## EXTRACTED RECORDS
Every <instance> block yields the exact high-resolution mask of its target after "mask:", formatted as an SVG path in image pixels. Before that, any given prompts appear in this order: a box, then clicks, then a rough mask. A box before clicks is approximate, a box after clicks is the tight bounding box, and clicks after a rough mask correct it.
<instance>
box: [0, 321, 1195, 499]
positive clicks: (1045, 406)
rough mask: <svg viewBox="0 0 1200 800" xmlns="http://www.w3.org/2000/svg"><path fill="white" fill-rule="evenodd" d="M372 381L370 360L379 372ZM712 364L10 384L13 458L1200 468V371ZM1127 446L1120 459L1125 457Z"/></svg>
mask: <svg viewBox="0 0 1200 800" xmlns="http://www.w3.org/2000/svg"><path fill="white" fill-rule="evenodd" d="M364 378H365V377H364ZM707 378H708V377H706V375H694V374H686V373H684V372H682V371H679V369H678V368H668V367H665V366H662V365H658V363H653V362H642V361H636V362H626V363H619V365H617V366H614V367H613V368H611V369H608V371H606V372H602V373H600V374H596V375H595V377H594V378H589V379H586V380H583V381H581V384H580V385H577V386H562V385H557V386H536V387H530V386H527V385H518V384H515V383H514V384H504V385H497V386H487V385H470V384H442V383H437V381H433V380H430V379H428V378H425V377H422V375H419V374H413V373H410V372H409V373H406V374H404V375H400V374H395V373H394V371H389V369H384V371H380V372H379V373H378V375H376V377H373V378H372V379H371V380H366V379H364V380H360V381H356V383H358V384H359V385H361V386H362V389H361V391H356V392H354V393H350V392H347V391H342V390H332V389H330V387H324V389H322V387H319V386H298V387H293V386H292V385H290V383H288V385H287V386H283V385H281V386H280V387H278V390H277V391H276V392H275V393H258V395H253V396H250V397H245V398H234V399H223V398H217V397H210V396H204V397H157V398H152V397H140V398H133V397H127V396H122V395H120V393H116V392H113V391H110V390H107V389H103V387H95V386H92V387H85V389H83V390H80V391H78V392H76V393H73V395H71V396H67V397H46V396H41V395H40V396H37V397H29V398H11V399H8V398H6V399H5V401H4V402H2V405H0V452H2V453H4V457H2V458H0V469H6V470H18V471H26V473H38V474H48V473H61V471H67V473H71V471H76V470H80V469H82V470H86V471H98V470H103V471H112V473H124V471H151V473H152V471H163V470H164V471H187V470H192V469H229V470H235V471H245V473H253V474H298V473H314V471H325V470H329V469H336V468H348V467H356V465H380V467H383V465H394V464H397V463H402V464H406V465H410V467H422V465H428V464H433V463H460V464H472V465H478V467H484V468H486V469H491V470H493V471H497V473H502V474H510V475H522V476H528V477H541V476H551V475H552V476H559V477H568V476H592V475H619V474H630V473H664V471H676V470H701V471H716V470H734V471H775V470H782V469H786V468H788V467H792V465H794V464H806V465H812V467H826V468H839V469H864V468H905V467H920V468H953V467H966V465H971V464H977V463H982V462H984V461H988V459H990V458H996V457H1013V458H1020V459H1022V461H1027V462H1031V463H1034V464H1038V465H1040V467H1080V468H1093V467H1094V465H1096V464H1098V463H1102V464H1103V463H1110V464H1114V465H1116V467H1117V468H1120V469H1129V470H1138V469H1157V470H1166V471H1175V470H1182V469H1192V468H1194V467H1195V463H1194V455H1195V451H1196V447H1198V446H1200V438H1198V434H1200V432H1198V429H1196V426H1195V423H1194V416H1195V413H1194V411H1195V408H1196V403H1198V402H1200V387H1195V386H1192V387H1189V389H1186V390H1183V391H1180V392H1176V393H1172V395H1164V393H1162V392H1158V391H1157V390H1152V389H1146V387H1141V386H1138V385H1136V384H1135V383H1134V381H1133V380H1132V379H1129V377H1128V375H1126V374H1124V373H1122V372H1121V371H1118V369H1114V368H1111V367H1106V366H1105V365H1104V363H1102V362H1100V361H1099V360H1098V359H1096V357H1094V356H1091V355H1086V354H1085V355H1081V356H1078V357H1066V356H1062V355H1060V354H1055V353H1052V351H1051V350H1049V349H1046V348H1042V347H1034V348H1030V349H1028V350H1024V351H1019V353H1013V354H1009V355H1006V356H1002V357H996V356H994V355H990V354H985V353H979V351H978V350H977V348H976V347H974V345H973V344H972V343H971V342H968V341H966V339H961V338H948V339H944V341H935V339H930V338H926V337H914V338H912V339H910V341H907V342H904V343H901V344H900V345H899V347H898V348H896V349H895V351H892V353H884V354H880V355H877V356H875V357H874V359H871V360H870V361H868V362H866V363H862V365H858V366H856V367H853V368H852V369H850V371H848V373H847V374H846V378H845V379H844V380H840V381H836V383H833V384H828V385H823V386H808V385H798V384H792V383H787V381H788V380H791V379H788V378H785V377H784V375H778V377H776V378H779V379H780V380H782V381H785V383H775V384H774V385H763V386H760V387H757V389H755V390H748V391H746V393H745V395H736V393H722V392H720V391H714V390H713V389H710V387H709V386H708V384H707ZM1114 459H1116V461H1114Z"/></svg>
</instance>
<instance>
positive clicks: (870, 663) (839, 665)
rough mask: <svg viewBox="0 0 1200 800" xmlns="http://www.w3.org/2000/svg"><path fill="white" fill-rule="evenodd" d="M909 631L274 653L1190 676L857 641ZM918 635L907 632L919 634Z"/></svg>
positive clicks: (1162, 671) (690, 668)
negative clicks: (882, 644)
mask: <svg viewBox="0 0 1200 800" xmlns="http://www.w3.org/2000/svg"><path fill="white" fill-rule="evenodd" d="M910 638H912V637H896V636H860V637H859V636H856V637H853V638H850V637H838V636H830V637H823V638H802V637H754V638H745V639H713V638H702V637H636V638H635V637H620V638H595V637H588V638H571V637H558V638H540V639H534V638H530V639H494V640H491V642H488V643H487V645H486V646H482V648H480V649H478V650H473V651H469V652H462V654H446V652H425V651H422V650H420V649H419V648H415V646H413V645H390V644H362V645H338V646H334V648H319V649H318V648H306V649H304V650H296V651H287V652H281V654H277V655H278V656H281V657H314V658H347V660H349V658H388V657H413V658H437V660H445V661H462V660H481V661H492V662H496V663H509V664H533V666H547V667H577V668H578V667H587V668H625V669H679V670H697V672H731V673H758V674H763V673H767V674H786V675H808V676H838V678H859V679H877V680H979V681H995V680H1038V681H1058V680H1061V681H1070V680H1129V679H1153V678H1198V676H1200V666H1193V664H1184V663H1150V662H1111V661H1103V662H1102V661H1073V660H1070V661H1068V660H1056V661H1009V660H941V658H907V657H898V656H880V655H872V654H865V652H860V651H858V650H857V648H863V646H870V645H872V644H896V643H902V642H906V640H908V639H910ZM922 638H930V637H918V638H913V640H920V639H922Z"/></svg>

## WHAT TO WORK ON
Output only an exact transcription of the lines above from the one with "positive clicks: (870, 663) (839, 665)" up to and including the one with "631L274 653L1190 676L857".

## SOLUTION TO THIS EXERCISE
positive clicks: (870, 663) (839, 665)
rough mask: <svg viewBox="0 0 1200 800" xmlns="http://www.w3.org/2000/svg"><path fill="white" fill-rule="evenodd" d="M909 631L274 653L1190 676L857 641ZM918 635L907 632L919 634Z"/></svg>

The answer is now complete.